§ ИСТОЧНИК:
------------------------------------------------------------------------
In [48]:
import torch

from pytorch_msssim import ssim, ms_ssim, SSIM, MS_SSIM

import math
import torch.nn as nn
import numpy as np
import torch.nn.functional as F
from torch.utils.data import Dataset
from torch.utils.data import DataLoader
import ignite.metrics as ig

import torchvision
from torchvision import datasets, transforms

from matplotlib import pyplot as plt
from IPython.display import clear_output

import os
from PIL import Image

import time

In [2]:
teach_im_count = 160
batch_size = 8
begin_offset = 0

In [3]:
folder_path = 'Record_1'

# Получите список файлов в папке
image_files = [f for f in os.listdir(folder_path) if f.endswith('.png')]

# Инициализируйте список для хранения массивов изображений
image_arrays = []
# Загрузите каждое изображение, преобразуйте его в массив и добавьте в список
for i, image_file in enumerate(image_files):
    image_path = os.path.join(folder_path, image_file)
    if i >= begin_offset:
        with Image.open(image_path) as img:
            image_array = np.array(img)
            image_arrays.append(image_array)
    if i == teach_im_count + begin_offset - 1:
        break
# Преобразуйте список массивов в один numpy массив
record_array = np.array(image_arrays)

print(record_array.shape)

class OneImDataset(Dataset):
    def __init__(self, x_arr):
        self.transform1 = transforms.Compose([
            transforms.ToTensor()
        ])
        
        self.x = x_arr
    def __len__(self):
        return len(self.x)
    def __getitem__(self, idx):
        x = self.transform1(self.x[idx])
        return x
        
dataset = OneImDataset(record_array)
dataloader = DataLoader(dataset, batch_size = batch_size, shuffle = True)

record_array = None

(160, 420, 420, 3)


In [16]:
def show_images_layer(images, size):
    f, axes = plt.subplots(1, size, figsize = (30, 10))
    for i, ax in enumerate(axes.ravel()):
        image = images[i].detach().numpy()
        image = image.transpose((1, 2, 0))
        ax.imshow(image)
    plt.show()
------------------------------------------------------------------------
§ СТРОКИ ДАННЫХ:

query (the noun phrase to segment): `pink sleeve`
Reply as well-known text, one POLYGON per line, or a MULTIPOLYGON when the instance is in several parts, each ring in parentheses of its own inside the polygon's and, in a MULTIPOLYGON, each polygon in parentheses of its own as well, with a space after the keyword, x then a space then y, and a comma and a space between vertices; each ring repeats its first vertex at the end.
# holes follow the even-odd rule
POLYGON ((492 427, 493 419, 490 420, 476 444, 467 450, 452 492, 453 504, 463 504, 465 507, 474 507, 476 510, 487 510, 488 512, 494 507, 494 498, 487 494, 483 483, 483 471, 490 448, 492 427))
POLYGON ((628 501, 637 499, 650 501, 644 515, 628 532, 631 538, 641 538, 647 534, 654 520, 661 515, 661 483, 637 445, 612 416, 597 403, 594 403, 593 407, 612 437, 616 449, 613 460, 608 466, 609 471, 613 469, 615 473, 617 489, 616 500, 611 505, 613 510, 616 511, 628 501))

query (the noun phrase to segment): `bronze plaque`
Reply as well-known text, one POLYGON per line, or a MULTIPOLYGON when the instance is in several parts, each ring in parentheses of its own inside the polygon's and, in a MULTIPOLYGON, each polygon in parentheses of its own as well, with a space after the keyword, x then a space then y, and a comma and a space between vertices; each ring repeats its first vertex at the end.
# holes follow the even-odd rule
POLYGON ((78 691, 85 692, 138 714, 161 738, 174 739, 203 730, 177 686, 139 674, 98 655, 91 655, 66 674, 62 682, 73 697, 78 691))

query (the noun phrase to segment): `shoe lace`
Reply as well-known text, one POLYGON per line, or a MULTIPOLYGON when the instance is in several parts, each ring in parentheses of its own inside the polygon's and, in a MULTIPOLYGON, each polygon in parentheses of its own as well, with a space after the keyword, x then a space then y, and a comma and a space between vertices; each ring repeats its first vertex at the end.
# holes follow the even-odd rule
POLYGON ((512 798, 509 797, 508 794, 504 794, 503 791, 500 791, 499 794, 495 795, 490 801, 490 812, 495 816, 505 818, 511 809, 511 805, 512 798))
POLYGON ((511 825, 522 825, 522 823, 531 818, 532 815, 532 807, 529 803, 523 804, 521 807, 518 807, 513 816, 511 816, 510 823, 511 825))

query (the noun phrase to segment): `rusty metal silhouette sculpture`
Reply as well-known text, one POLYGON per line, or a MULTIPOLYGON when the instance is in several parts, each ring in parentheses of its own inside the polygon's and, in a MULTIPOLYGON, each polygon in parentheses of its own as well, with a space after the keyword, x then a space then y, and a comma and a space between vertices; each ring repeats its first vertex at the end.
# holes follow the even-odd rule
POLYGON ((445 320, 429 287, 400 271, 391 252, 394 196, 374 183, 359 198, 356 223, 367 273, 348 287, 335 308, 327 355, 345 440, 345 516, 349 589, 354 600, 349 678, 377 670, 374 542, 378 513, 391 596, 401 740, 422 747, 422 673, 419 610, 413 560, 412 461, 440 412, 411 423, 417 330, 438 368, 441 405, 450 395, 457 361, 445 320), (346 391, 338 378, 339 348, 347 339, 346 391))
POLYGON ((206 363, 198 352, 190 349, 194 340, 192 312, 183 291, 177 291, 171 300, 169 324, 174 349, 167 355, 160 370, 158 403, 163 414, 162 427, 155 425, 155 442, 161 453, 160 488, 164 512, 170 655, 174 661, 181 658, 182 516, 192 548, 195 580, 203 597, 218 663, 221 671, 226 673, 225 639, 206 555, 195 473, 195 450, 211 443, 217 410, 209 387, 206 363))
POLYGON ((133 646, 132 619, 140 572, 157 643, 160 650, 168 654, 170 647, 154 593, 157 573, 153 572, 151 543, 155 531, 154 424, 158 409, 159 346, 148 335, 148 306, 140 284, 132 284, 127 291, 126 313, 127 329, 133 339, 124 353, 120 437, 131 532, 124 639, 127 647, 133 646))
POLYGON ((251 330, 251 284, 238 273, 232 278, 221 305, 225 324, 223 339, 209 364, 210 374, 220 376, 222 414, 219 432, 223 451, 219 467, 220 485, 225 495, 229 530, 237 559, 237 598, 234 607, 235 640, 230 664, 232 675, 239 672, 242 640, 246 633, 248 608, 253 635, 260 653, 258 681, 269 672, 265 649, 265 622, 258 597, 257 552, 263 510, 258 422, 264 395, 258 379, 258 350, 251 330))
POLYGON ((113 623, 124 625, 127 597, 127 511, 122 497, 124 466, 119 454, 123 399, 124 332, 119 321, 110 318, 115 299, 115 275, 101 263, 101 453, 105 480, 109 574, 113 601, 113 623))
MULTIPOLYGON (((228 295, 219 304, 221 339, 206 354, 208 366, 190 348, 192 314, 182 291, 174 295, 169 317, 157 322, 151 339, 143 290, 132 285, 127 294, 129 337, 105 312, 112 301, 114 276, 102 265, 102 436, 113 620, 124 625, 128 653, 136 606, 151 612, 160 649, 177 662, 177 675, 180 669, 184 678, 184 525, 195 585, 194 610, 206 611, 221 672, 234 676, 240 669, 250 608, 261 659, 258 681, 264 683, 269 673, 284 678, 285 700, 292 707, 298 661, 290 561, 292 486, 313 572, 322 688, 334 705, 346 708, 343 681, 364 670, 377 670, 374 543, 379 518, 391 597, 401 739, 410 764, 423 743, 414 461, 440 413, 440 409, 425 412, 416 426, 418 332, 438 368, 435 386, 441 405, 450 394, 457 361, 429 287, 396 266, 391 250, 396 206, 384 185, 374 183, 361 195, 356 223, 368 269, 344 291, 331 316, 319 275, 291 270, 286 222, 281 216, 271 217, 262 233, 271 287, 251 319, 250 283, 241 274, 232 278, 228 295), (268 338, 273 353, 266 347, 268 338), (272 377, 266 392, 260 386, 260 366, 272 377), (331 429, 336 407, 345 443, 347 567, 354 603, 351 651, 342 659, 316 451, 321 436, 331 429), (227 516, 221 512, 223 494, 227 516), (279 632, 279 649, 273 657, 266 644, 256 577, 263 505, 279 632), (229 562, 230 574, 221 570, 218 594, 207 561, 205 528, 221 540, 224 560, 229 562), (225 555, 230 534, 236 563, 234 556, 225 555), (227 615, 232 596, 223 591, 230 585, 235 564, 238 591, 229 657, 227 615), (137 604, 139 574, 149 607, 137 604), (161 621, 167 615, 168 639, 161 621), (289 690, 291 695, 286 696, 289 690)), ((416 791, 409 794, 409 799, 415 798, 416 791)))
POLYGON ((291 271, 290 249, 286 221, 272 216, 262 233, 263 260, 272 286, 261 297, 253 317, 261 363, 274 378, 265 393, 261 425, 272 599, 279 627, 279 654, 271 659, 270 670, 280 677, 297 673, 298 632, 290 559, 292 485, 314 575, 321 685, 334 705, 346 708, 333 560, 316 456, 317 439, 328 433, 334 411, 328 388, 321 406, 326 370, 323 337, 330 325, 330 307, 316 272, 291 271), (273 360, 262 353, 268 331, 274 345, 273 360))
------------------------------------------------------------------------
Перепишите фрагмент источника от «print(record_array.shape)» до «return len(self.x)» включительно, подставив «SingleImageDataset» вместо «OneImDataset». Строки взяты не из источника, а из другого места.

print(record_array.shape)

class SingleImageDataset(Dataset):
    def __init__(self, x_arr):
        self.transform1 = transforms.Compose([
            transforms.ToTensor()
        ])
        
        self.x = x_arr
    def __len__(self):
        return len(self.x)